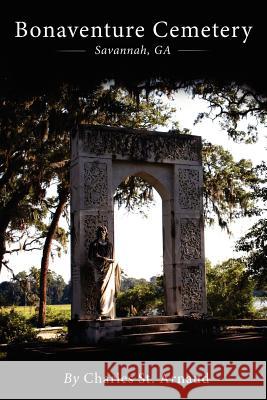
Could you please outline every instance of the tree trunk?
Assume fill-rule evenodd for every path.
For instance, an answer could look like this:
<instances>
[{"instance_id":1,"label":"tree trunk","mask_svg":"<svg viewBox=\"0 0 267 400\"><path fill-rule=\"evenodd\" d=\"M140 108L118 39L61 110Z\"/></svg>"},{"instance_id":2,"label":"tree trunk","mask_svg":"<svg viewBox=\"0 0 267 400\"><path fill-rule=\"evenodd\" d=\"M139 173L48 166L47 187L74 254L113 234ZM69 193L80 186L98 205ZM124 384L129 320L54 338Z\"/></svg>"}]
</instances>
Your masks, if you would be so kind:
<instances>
[{"instance_id":1,"label":"tree trunk","mask_svg":"<svg viewBox=\"0 0 267 400\"><path fill-rule=\"evenodd\" d=\"M6 253L5 232L1 229L1 231L0 231L0 274L2 271L5 253Z\"/></svg>"},{"instance_id":2,"label":"tree trunk","mask_svg":"<svg viewBox=\"0 0 267 400\"><path fill-rule=\"evenodd\" d=\"M41 273L40 273L40 302L39 302L39 317L38 327L42 328L45 326L46 321L46 292L47 292L47 273L49 267L49 256L51 253L51 247L53 238L55 236L60 216L67 204L69 190L64 188L59 194L59 202L53 216L52 222L48 229L48 233L45 239L43 248L43 256L41 261Z\"/></svg>"},{"instance_id":3,"label":"tree trunk","mask_svg":"<svg viewBox=\"0 0 267 400\"><path fill-rule=\"evenodd\" d=\"M29 193L30 187L31 184L25 184L23 188L18 189L5 205L5 207L3 207L0 211L0 273L6 253L6 230L9 223L12 221L12 218L14 217L14 212L16 212L19 203Z\"/></svg>"}]
</instances>

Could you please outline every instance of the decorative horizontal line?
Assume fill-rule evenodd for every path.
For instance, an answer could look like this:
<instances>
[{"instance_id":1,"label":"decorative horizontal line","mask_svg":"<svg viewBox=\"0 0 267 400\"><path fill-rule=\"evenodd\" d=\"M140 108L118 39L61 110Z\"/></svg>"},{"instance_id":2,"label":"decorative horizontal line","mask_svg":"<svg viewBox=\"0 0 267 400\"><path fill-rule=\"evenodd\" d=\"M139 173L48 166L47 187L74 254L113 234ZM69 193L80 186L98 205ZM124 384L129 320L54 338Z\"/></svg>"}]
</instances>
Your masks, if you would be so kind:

◆ ◆ ◆ ◆ ◆

Make an exact copy of the listing above, omitting the pictures.

Could you please outline every instance of the tree trunk?
Assume fill-rule evenodd for every path.
For instance, an answer could look like this:
<instances>
[{"instance_id":1,"label":"tree trunk","mask_svg":"<svg viewBox=\"0 0 267 400\"><path fill-rule=\"evenodd\" d=\"M140 108L118 39L61 110Z\"/></svg>"},{"instance_id":2,"label":"tree trunk","mask_svg":"<svg viewBox=\"0 0 267 400\"><path fill-rule=\"evenodd\" d=\"M139 173L48 166L47 187L74 254L113 234ZM69 193L80 186L98 205ZM124 384L129 320L54 338Z\"/></svg>"}]
</instances>
Your masks, if you would be so kind:
<instances>
[{"instance_id":1,"label":"tree trunk","mask_svg":"<svg viewBox=\"0 0 267 400\"><path fill-rule=\"evenodd\" d=\"M6 253L5 232L1 229L1 231L0 231L0 274L2 271L5 253Z\"/></svg>"},{"instance_id":2,"label":"tree trunk","mask_svg":"<svg viewBox=\"0 0 267 400\"><path fill-rule=\"evenodd\" d=\"M41 273L40 273L40 302L39 302L39 317L38 327L42 328L45 326L46 321L46 292L47 292L47 273L49 267L49 256L51 253L51 247L53 238L55 236L60 216L67 204L69 190L64 188L59 194L59 202L53 216L52 222L48 229L48 233L45 239L43 248L43 256L41 261Z\"/></svg>"},{"instance_id":3,"label":"tree trunk","mask_svg":"<svg viewBox=\"0 0 267 400\"><path fill-rule=\"evenodd\" d=\"M29 193L30 187L31 184L25 184L23 188L18 189L5 205L5 207L3 207L0 211L0 273L6 253L6 230L9 223L12 221L12 218L14 217L14 212L16 212L19 203Z\"/></svg>"}]
</instances>

Could you please outline every instance of the decorative horizontal line?
Assume fill-rule evenodd for every path.
For instance, an answer could look like this:
<instances>
[{"instance_id":1,"label":"decorative horizontal line","mask_svg":"<svg viewBox=\"0 0 267 400\"><path fill-rule=\"evenodd\" d=\"M140 108L118 39L61 110Z\"/></svg>"},{"instance_id":2,"label":"decorative horizontal line","mask_svg":"<svg viewBox=\"0 0 267 400\"><path fill-rule=\"evenodd\" d=\"M139 173L48 166L47 187L74 254L113 234ZM69 193L80 186L98 205ZM124 384L129 320L54 338Z\"/></svg>"}]
</instances>
Your masks, if you would be so kind:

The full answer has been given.